> **EXERCISE DESCRIPTION**:
Retype the listing below line for line, keeping every character as it is.

^^^^^^^^^^^^^^^^

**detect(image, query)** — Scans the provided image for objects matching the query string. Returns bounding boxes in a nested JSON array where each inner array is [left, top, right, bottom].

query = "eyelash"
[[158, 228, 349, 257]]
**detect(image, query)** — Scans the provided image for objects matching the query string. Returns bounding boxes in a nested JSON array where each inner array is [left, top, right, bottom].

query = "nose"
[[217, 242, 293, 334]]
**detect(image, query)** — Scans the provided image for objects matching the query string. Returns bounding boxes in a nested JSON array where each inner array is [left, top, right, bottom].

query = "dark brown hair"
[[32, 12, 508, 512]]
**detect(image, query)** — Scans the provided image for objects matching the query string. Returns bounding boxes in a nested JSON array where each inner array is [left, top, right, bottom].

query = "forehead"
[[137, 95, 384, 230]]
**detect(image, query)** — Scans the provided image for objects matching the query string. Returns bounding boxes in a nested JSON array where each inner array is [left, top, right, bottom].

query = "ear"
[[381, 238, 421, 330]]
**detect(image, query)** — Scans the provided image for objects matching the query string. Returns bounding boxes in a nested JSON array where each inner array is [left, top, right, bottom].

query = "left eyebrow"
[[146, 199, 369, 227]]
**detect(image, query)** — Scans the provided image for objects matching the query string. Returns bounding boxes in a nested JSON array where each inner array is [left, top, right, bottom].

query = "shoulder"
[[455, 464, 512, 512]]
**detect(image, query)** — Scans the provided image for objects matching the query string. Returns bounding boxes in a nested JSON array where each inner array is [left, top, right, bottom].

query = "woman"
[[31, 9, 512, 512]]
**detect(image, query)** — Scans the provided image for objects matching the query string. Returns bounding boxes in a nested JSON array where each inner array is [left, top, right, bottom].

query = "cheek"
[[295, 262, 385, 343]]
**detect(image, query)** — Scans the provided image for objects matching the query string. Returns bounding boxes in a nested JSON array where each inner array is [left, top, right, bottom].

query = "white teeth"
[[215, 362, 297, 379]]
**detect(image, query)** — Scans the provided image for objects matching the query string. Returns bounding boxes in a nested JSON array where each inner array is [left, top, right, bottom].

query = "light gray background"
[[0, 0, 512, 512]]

^^^^^^^^^^^^^^^^

> **REPLY TO THE TASK**:
**detect(image, query)** — Scans the provided image for objects matching the query string. Returns bounding boxes in a nested JSON array where each inner array is [left, top, right, bottom].

query = "eyelash"
[[158, 228, 349, 257]]
**detect(image, query)** — Scans the provided image for objects matching the query string. Returns bounding boxes in a nested JSON array where each inner array is [left, top, right, bottom].

query = "nose"
[[217, 242, 293, 334]]
**detect(image, query)** — Scans the provided image for objects matching the query string. Returns bounding boxes in a nested JSON array where each inner array is [left, top, right, bottom].

query = "dark brown hair"
[[32, 12, 508, 512]]
**detect(image, query)** — Scans the provided image for objects matching the query string. Returns bounding boxes in a nested JSON array where each inner array is [left, top, right, bottom].

query = "forehead"
[[137, 95, 384, 230]]
**detect(image, query)** — Scans the provided image for objects matching the query string. Returns bounding boxes in a nested JSON array where each inner array is [left, top, right, bottom].

query = "ear"
[[381, 238, 421, 330]]
**detect(image, query)** — Scans the provided image for objects matching the query string. Returns bounding boxes in a nested JSON array where each inner array is [left, top, right, bottom].

query = "left eyebrow"
[[146, 199, 369, 227]]
**detect(image, query)** — Scans the provided image for objects matching the query string. Returns bounding boxes in a nested JSON array where each inner array is [left, top, right, bottom].

query = "shoulder"
[[455, 464, 512, 512]]
**detect(image, query)** — Scans the provided image for objects matching the query string. Returns bounding boxes in a nested JSON array where each inner array is [left, top, right, bottom].

query = "woman"
[[31, 9, 512, 512]]
**detect(image, query)** — Scans the provided image for objects matching the query string. Returns bounding boxes in a nested JSON array where each inner array is [left, top, right, bottom].

query = "cheek"
[[295, 262, 385, 343]]
**detect(image, query)** — Scans the provided image for objects matching the query string. Returns bounding boxes in a nested JSON array where each inner array is [left, top, right, bottom].

query = "white teeth"
[[215, 362, 297, 379]]
**detect(image, query)** — Scans the provided image for objects matching the query string. Returns bounding boxes in a nested JSON array where each inner array is [left, top, right, bottom].

query = "light gray background"
[[0, 0, 512, 512]]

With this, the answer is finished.